+++ Extracted information +++
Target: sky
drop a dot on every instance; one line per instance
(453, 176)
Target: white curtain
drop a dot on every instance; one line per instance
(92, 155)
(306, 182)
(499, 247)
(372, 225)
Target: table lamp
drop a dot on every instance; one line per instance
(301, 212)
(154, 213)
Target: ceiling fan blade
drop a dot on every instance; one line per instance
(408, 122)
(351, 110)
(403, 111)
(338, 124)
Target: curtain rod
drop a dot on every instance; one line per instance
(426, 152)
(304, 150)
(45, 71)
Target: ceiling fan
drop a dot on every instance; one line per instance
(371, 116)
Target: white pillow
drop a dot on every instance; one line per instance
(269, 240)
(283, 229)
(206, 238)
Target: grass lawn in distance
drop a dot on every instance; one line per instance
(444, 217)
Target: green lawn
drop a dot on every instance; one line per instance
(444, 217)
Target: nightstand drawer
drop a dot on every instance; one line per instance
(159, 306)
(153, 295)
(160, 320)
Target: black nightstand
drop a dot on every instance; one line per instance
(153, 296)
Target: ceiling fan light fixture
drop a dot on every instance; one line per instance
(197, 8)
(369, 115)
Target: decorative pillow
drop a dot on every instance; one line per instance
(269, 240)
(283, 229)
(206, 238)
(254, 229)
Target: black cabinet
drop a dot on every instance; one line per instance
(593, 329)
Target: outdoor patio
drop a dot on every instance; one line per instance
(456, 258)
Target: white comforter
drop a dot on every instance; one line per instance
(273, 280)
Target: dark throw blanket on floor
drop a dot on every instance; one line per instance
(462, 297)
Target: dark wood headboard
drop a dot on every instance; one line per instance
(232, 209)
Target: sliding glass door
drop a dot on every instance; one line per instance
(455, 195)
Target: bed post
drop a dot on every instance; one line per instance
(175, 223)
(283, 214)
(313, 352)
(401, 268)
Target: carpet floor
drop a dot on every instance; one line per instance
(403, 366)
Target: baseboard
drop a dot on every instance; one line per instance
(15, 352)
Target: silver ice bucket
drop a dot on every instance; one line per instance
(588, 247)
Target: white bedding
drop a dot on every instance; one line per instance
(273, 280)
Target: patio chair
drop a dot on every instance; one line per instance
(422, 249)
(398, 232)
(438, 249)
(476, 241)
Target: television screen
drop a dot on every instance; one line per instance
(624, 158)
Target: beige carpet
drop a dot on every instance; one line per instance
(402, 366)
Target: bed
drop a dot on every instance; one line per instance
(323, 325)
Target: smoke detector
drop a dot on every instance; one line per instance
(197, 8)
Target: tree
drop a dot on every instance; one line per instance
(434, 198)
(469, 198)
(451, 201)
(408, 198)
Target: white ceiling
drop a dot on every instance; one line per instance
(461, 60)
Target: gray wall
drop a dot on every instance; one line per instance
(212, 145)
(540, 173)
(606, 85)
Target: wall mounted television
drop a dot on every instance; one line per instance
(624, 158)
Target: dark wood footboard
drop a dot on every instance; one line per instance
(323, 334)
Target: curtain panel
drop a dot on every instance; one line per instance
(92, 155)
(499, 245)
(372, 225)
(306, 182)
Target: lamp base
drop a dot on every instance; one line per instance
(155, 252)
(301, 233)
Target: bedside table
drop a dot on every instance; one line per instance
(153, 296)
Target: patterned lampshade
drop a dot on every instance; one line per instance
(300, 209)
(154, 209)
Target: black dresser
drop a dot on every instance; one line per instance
+++
▸ What you need to do
Could you rewrite these items as a JSON list of strings, one string per line, leaving out blank lines?

▸ Solution to this problem
[
  "Target: sky",
  "drop a dot on every instance; one line per instance",
  "(453, 176)",
  "Target: white curtain",
  "drop a dot on every instance; one line per instance",
  "(92, 155)",
  "(306, 182)",
  "(499, 247)",
  "(372, 225)",
  "Target: table lamp",
  "drop a dot on every instance; one line per instance",
  "(301, 212)",
  "(154, 213)",
  "Target: ceiling fan blade",
  "drop a dot on every instance; one line per instance",
  "(408, 122)",
  "(351, 110)",
  "(403, 111)",
  "(338, 124)",
  "Target: curtain rod",
  "drop a dot on every instance; one line per instance",
  "(426, 152)",
  "(304, 150)",
  "(45, 71)",
  "Target: ceiling fan",
  "drop a dot on every instance; one line per instance",
  "(371, 116)",
  "Target: white pillow",
  "drop a dot on every instance; one line per instance",
  "(269, 240)",
  "(283, 229)",
  "(206, 238)",
  "Target: grass lawn in distance",
  "drop a dot on every instance; one line per instance",
  "(444, 217)",
  "Target: green lawn",
  "drop a dot on every instance; one line per instance",
  "(444, 217)",
  "Target: nightstand drawer",
  "drop a dot on every instance; one line per instance",
  "(159, 306)",
  "(153, 295)",
  "(160, 320)",
  "Target: black nightstand",
  "drop a dot on every instance; one line per instance",
  "(153, 296)",
  "Target: ceiling fan light fixture",
  "drop a dot on every instance; one line per instance",
  "(197, 8)",
  "(369, 115)",
  "Target: decorative pillow",
  "drop a dot on every instance; one line per instance",
  "(269, 240)",
  "(283, 229)",
  "(206, 238)",
  "(254, 229)",
  "Target: black cabinet",
  "drop a dot on every instance; one line per instance",
  "(593, 329)",
  "Target: outdoor patio",
  "drop a dot on every instance; one line per instance",
  "(456, 258)",
  "Target: white comforter",
  "drop a dot on every instance; one line per instance",
  "(273, 280)",
  "Target: dark throw blanket on floor",
  "drop a dot on every instance; one line per instance",
  "(462, 297)",
  "Target: dark wood headboard",
  "drop a dot on every instance; one line per instance",
  "(232, 209)",
  "Target: sliding glass door",
  "drop a dot on every instance; one line per instance",
  "(455, 195)",
  "Target: bed post",
  "drop a dot on every instance; one line per instance",
  "(175, 223)",
  "(283, 214)",
  "(313, 352)",
  "(401, 268)",
  "Target: carpet floor",
  "drop a dot on every instance; one line per instance",
  "(403, 366)",
  "Target: baseboard",
  "drop a dot on every instance; one line per instance",
  "(15, 352)",
  "Target: silver ice bucket",
  "drop a dot on every instance; one line per instance",
  "(588, 247)",
  "Target: white bedding",
  "drop a dot on every instance; one line per instance",
  "(273, 280)",
  "Target: patio chair",
  "drop a dot on every instance; one line per instance",
  "(422, 249)",
  "(398, 232)",
  "(438, 249)",
  "(476, 241)",
  "Target: television screen",
  "drop a dot on every instance; one line per instance",
  "(624, 158)",
  "Target: beige carpet",
  "drop a dot on every instance; one line per instance",
  "(402, 366)",
  "Target: bed",
  "drop a dot on every instance; one line per instance",
  "(323, 325)",
  "Target: smoke detector",
  "drop a dot on every instance; one line per instance",
  "(197, 8)",
  "Target: tree",
  "drop a dot on every instance; one line per instance",
  "(434, 198)",
  "(469, 198)",
  "(451, 201)",
  "(408, 198)",
  "Target: white ceiling",
  "drop a dot on every instance; one line per instance",
  "(461, 60)",
  "Target: gray wall",
  "drop a dot on every instance; one line per instance",
  "(212, 145)",
  "(540, 173)",
  "(606, 85)",
  "Target: wall mounted television",
  "drop a dot on every instance; one line per instance",
  "(624, 158)",
  "Target: dark wood footboard",
  "drop a dot on every instance; one line per instance",
  "(323, 334)",
  "Target: curtain panel",
  "drop a dot on every instance; one line per instance",
  "(92, 155)",
  "(499, 245)",
  "(372, 225)",
  "(306, 182)",
  "Target: lamp base",
  "drop a dot on every instance; one line per instance",
  "(155, 252)",
  "(301, 233)",
  "Target: bedside table",
  "drop a dot on every instance; one line per instance",
  "(153, 296)",
  "Target: patterned lampshade",
  "drop a dot on every instance; one line per instance",
  "(300, 209)",
  "(154, 209)",
  "Target: black dresser",
  "drop a dot on every instance; one line per instance"
]